--- START ---

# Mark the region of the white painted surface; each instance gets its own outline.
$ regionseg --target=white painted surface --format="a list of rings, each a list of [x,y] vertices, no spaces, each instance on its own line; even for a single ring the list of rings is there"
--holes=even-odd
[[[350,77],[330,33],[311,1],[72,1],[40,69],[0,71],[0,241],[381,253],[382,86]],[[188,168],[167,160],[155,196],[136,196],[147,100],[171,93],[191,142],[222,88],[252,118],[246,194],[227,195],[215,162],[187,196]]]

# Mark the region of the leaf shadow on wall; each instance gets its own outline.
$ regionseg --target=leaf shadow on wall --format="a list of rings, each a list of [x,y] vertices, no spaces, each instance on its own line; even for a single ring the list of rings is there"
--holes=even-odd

--- END ---

- Goal
Write out the data word for word, starting at the line that contains "# Mark the region of the leaf" and continuing through the last line of the data, both ends included.

- Answer
# Mark the region of the leaf shadow on wall; each instance gets its own outline.
$ regionseg --target=leaf shadow on wall --format="a list of rings, each a list of [x,y] vertices, no spaces, each instance on its own line; even for a single ring the list of rings is there"
--holes=even-odd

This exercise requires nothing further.